**Task goal**
Copy each of the rows below verbatim, character for character.
═════ Supplied records
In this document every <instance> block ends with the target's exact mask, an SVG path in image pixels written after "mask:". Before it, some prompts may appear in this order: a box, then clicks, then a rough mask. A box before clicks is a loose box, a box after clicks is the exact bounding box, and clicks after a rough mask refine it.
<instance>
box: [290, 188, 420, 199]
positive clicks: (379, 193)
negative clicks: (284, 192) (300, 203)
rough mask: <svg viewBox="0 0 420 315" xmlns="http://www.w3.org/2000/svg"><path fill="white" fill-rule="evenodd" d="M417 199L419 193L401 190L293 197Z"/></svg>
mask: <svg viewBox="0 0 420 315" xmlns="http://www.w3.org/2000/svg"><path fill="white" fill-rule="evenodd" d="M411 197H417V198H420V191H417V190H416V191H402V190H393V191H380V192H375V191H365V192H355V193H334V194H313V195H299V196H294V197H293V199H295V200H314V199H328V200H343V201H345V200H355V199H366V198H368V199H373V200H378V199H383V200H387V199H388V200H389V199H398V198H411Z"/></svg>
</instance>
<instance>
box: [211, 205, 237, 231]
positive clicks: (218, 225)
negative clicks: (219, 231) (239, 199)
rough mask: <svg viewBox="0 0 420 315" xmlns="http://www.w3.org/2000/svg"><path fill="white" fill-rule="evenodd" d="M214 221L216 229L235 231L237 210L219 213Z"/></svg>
══════════
**Your solution**
In this document every <instance> block ends with the target's exact mask, an SVG path in image pixels written after "mask:". Before it, some prompts may appear in this order: a box, then clicks, then a rough mask. A box before clicks is a loose box, a box after clicks is the exact bounding box, and clicks after a rough mask refine it.
<instance>
box: [290, 188, 420, 199]
positive clicks: (379, 193)
negative clicks: (284, 192) (300, 203)
rough mask: <svg viewBox="0 0 420 315" xmlns="http://www.w3.org/2000/svg"><path fill="white" fill-rule="evenodd" d="M417 199L419 193L401 190L293 197Z"/></svg>
mask: <svg viewBox="0 0 420 315" xmlns="http://www.w3.org/2000/svg"><path fill="white" fill-rule="evenodd" d="M411 197H417V198H420V191H417V190H416V191H402V190H393V191H380V192H375V191H365V192H355V193H334V194H313V195H299V196H294V197H293V199H295V200H314V199H328V200H343V201H345V200H355V199H366V198H368V199H373V200H378V199H383V200H387V199H388V200H389V199H398V198H411Z"/></svg>
</instance>
<instance>
box: [211, 205, 237, 231]
positive clicks: (218, 225)
negative clicks: (219, 231) (239, 199)
rough mask: <svg viewBox="0 0 420 315" xmlns="http://www.w3.org/2000/svg"><path fill="white" fill-rule="evenodd" d="M214 221L216 229L235 231L237 210L219 213Z"/></svg>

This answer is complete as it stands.